Photo-based referring expression data:
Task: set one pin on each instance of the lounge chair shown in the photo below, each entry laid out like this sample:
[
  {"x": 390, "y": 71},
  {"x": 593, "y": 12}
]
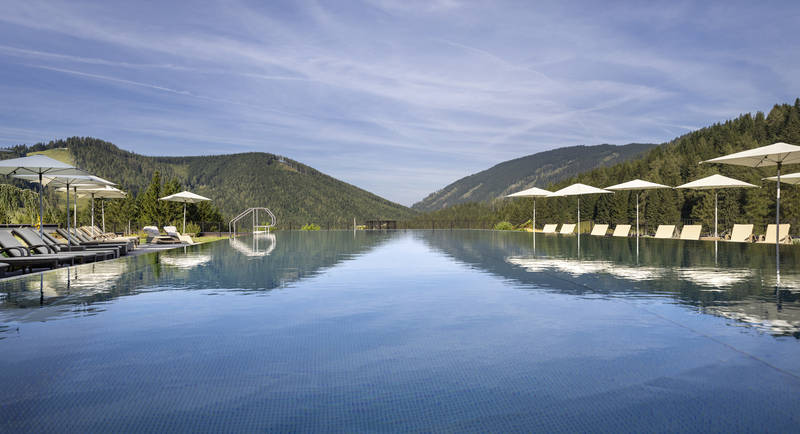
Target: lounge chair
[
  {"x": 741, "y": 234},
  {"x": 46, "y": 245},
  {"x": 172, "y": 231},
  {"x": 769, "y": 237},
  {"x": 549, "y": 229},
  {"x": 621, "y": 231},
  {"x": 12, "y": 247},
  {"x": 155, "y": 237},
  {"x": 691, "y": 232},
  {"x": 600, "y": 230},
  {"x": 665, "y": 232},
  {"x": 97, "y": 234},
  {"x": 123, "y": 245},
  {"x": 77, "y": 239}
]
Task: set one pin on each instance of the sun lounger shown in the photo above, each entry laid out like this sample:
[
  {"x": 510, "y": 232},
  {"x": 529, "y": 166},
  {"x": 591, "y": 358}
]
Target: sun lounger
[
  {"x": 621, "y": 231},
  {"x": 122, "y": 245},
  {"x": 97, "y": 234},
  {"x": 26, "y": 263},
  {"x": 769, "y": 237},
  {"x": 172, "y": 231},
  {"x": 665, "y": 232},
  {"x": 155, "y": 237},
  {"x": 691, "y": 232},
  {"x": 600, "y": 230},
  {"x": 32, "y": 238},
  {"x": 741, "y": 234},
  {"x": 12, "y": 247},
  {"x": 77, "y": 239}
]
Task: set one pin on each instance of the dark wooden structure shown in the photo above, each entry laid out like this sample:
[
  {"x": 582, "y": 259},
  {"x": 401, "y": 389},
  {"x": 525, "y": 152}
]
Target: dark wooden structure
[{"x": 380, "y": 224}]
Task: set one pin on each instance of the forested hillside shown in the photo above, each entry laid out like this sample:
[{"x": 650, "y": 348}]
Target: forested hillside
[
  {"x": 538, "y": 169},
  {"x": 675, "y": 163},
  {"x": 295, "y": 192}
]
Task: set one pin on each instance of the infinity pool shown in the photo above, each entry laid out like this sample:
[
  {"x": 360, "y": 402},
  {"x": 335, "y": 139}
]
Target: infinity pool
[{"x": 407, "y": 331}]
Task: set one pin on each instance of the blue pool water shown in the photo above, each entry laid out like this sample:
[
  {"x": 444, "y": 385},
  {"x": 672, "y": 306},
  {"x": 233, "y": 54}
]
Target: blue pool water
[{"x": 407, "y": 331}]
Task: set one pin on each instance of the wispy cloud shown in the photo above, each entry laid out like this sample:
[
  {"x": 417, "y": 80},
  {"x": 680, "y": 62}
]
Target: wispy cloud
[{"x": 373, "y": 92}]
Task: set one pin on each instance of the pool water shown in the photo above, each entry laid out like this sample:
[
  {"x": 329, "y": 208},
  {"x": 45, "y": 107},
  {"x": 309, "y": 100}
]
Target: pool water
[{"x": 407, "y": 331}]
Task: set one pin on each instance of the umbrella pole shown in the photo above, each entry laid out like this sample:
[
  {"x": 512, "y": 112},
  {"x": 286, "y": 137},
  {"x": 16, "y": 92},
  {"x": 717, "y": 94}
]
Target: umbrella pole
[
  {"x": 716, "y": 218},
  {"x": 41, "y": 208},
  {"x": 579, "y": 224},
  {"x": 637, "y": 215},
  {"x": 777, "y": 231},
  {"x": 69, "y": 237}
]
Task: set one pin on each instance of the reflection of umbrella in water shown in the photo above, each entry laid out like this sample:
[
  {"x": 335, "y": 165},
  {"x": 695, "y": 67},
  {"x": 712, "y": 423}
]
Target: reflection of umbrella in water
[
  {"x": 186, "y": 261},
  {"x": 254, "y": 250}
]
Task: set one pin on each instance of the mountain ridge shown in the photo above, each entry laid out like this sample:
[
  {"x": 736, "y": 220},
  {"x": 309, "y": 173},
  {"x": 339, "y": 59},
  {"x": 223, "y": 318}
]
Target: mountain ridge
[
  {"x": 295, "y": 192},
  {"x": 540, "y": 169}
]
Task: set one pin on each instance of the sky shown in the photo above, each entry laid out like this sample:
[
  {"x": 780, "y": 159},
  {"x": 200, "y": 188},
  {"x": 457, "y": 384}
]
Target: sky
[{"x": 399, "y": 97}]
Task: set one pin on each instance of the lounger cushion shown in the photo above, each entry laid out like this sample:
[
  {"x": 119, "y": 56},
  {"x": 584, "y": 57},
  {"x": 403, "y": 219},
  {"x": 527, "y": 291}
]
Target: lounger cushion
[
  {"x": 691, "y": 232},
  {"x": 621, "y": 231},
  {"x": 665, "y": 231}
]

Exercise prompt: Please write every line above out exactly as given, except for any pictures.

Solution for this exercise:
Task: set one pin on each instance of the lounge chair shown in the photo below, each entry laid out like this sample:
[
  {"x": 390, "y": 71},
  {"x": 593, "y": 12}
]
Target: lounge chair
[
  {"x": 741, "y": 234},
  {"x": 46, "y": 245},
  {"x": 172, "y": 231},
  {"x": 769, "y": 237},
  {"x": 549, "y": 229},
  {"x": 621, "y": 231},
  {"x": 12, "y": 247},
  {"x": 155, "y": 237},
  {"x": 691, "y": 232},
  {"x": 600, "y": 230},
  {"x": 665, "y": 232},
  {"x": 97, "y": 234},
  {"x": 123, "y": 245},
  {"x": 77, "y": 239}
]
Task: set one pin on each instance of the sun lounger shown in the photo above, each entry laid out like this sample:
[
  {"x": 510, "y": 232},
  {"x": 529, "y": 166},
  {"x": 591, "y": 358}
]
Target: sun lounger
[
  {"x": 621, "y": 231},
  {"x": 122, "y": 245},
  {"x": 97, "y": 234},
  {"x": 26, "y": 263},
  {"x": 769, "y": 237},
  {"x": 172, "y": 231},
  {"x": 665, "y": 232},
  {"x": 155, "y": 237},
  {"x": 691, "y": 232},
  {"x": 600, "y": 230},
  {"x": 32, "y": 238},
  {"x": 741, "y": 234},
  {"x": 12, "y": 247},
  {"x": 77, "y": 239}
]
Task: set one pin on each instance of the dark wooden structure shown in the photo above, each entry laid out like this sample:
[
  {"x": 582, "y": 259},
  {"x": 401, "y": 389},
  {"x": 525, "y": 152}
]
Target: dark wooden structure
[{"x": 380, "y": 224}]
Task: set one pin on each instance of the forested hillside shown in the photo above, each entry laid out like this sample:
[{"x": 650, "y": 348}]
Target: forested hillside
[
  {"x": 538, "y": 169},
  {"x": 675, "y": 163},
  {"x": 295, "y": 192}
]
Task: set one pin on each instance of the infinity pool shown in the photo above, each entry laid out like this sample:
[
  {"x": 360, "y": 402},
  {"x": 335, "y": 139}
]
Target: infinity pool
[{"x": 407, "y": 331}]
Task: set one pin on each instance of the blue pool water shown in the photo above, each entry laid out like this sample:
[
  {"x": 444, "y": 385},
  {"x": 672, "y": 306},
  {"x": 233, "y": 54}
]
Target: blue pool water
[{"x": 407, "y": 331}]
Task: set one pin on each instance of the wispy cloud shown in the photo above, each entry laid out like this sample:
[
  {"x": 417, "y": 80},
  {"x": 680, "y": 62}
]
Target: wispy cloud
[{"x": 373, "y": 92}]
Task: set one pin on each instance of the pool water shown in the photo above, each entry laid out like this sample:
[
  {"x": 329, "y": 208},
  {"x": 45, "y": 107},
  {"x": 309, "y": 100}
]
Target: pool water
[{"x": 407, "y": 331}]
Task: set one pin on each instance of the umbrella pole shown in the photo above, each entry laid out like this sample:
[
  {"x": 512, "y": 112},
  {"x": 286, "y": 137},
  {"x": 16, "y": 92},
  {"x": 717, "y": 94}
]
Target: umbrella pole
[
  {"x": 716, "y": 218},
  {"x": 41, "y": 208},
  {"x": 579, "y": 224},
  {"x": 637, "y": 215},
  {"x": 777, "y": 231},
  {"x": 69, "y": 237}
]
Task: set one pin on each instance of the reflection of umbrella in water shown in the photo above, each entry laid out like this sample:
[
  {"x": 335, "y": 165},
  {"x": 695, "y": 67},
  {"x": 712, "y": 423}
]
Target: reflection of umbrella in water
[
  {"x": 186, "y": 261},
  {"x": 254, "y": 250}
]
Task: set one pin on each instance of the mountain ridge shown in the photo above, each entry laid out like this sample:
[
  {"x": 736, "y": 220},
  {"x": 309, "y": 173},
  {"x": 339, "y": 59},
  {"x": 223, "y": 318}
]
Target: mountain ridge
[
  {"x": 295, "y": 192},
  {"x": 540, "y": 169}
]
Task: set one pin on each instance of the sky shown in the photo above, each entry laid out like this sample:
[
  {"x": 780, "y": 159},
  {"x": 200, "y": 188},
  {"x": 457, "y": 384}
]
Target: sky
[{"x": 399, "y": 97}]
Task: set one pin on each instance of the lounger cushion shown in the photo above, each entry laid out like this sample:
[
  {"x": 119, "y": 56},
  {"x": 584, "y": 57},
  {"x": 403, "y": 219},
  {"x": 527, "y": 291}
]
Target: lounger cushion
[
  {"x": 691, "y": 232},
  {"x": 621, "y": 231},
  {"x": 665, "y": 231}
]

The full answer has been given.